Curiosity beats strategy
In truth, the best connections rarely happen through strategy. They start with curiosity. A simple message that says, “I liked what you said about…” or “Would you be up for coffee sometime?” Nothing complicated, no hidden agenda, just an honest bit of interest in another person’s world.
Those small moments often lead to the best ideas, the most surprising opportunities, and the occasional lifelong friendship.
A constellation, not a network
Living in Basel has reminded me of that. It’s just the right size for chance encounters to turn into something more. You meet one person for coffee, they mention someone else you should speak to, and before you know it, you’ve built a web of people you actually want to know. Not a network in the formal sense, but a small constellation of humans you trust. It’s slower, more deliberate, and frankly much more enjoyable than the manic click-fest that passes for networking on LinkedIn.

> [Given request 1] In the passage on curiosity and connections, list everything that those small moments are said to lead to.
> [Given request 2] Continue the passage on curiosity and connections from its last sentence.

> [Information given]
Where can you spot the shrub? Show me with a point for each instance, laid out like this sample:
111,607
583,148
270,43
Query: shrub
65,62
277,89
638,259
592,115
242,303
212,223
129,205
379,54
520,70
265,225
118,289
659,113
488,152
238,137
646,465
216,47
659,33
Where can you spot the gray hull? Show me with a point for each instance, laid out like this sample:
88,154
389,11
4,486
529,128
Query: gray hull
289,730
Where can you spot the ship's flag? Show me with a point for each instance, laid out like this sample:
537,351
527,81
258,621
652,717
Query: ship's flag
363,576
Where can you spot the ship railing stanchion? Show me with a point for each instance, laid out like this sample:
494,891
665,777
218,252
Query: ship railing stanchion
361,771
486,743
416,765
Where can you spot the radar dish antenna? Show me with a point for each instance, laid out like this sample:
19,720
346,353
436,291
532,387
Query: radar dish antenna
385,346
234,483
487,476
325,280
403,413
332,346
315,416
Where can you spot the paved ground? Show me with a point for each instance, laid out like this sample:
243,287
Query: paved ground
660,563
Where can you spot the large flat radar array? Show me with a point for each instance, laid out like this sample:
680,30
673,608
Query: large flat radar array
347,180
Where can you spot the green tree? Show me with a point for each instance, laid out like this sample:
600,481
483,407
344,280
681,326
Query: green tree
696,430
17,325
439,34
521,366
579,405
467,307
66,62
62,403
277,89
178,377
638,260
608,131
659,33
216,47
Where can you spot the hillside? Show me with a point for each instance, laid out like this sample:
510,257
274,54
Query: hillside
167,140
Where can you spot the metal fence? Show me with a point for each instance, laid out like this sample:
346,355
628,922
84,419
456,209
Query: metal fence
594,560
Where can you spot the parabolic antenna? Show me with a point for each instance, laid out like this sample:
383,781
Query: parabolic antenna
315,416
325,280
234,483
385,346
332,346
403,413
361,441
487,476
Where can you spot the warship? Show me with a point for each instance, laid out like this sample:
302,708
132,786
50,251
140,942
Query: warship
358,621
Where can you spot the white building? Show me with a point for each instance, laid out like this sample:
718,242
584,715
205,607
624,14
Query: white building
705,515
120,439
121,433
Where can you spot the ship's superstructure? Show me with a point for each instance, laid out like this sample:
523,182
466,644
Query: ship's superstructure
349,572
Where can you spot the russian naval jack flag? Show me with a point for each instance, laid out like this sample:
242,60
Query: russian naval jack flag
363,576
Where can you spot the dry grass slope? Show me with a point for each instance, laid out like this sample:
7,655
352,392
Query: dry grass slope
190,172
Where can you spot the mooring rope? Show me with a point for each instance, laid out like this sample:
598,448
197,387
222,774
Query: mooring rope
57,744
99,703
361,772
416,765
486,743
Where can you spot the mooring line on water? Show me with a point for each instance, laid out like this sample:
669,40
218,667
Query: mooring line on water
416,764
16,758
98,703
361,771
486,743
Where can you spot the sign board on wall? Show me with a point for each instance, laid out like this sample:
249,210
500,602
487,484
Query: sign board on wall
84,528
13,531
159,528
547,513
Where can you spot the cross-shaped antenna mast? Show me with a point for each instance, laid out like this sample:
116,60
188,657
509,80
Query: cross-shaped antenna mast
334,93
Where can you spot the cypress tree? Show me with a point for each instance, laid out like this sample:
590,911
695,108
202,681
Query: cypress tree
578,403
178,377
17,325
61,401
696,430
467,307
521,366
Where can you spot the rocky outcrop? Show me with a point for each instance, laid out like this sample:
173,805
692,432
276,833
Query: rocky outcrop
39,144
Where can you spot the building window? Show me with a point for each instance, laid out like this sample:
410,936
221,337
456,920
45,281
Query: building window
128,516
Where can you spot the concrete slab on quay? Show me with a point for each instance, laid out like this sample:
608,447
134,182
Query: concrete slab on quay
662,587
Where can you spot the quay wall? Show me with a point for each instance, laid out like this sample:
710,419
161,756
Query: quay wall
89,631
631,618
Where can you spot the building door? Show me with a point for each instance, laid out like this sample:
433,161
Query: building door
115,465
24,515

> [Expected answer 1]
- the best ideas
- the most surprising opportunities
- the occasional lifelong friendship

> [Expected answer 2]
And truthfully, I just enjoy a good chat over a cappuccino in a lovely café. There’s something about the hum of conversation, the sound of the cup hitting the saucer, the simple act of sitting across from someone and seeing where the talk takes you. It’s not transactional, it’s just… human. And that’s where the real value lies.
Good communicators understand this instinctively. Connection isn’t something you manage, it’s something you nurture. It doesn’t need a funnel, a framework, or a performance review. It needs curiosity, time, and perhaps another cappuccino. That’s it.
So perhaps instead of calling it networking, we should call it staying interested. It’s quieter, more human, and it leaves room for surprise. In a world obsessed with reach, it’s nice to remember that real connection still begins with a single, simple conversation.